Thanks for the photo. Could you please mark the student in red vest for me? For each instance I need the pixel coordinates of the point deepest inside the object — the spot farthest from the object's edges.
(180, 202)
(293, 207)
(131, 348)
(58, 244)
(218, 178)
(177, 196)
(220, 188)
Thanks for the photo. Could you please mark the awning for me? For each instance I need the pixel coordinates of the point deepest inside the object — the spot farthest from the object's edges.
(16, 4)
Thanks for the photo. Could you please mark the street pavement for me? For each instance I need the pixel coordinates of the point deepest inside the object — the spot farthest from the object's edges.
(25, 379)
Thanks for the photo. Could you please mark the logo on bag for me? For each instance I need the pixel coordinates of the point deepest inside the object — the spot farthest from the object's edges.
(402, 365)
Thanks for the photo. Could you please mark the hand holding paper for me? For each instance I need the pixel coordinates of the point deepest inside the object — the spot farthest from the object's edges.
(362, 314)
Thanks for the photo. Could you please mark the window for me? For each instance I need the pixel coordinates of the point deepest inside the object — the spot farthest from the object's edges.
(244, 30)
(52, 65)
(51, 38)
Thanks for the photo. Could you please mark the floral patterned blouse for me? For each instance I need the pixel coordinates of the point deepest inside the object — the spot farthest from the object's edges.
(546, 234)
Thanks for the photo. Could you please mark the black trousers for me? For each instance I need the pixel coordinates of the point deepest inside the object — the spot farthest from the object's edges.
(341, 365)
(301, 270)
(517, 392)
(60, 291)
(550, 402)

--

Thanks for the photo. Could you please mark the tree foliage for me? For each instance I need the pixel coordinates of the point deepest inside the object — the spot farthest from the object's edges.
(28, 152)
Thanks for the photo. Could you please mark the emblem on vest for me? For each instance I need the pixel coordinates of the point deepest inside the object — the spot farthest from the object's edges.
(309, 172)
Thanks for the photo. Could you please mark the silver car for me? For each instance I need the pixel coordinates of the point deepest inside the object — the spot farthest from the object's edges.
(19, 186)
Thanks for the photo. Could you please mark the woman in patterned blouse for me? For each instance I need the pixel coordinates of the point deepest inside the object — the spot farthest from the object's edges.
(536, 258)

---

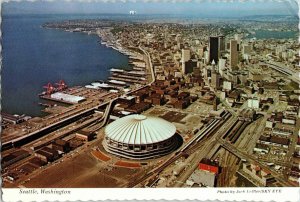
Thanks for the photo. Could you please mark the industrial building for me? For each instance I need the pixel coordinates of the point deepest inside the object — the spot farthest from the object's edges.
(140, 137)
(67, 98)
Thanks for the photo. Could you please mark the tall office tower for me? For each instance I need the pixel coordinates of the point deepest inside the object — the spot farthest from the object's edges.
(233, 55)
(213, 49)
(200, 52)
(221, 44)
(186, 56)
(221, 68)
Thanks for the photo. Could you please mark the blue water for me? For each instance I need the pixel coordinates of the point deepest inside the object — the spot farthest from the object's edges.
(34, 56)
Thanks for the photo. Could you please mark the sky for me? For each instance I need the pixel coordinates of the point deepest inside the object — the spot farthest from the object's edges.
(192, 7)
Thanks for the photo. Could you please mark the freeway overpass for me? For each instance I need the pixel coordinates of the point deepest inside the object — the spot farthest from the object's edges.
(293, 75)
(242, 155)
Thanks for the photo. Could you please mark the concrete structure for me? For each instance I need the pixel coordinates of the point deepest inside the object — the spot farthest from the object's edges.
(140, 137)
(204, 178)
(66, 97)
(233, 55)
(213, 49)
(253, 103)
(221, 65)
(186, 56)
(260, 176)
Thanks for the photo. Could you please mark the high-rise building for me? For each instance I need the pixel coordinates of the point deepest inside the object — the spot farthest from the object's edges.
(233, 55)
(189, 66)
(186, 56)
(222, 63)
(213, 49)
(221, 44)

■ Goal: Find every line in the listing above that contains the word "silver" and copy each one in full.

■ Answer to the problem:
Thanks for the photo. Could you please mark the silver car for me? For each instance I need the pixel coordinates of the point deepest inside the object — the spot farthest from the object's edges.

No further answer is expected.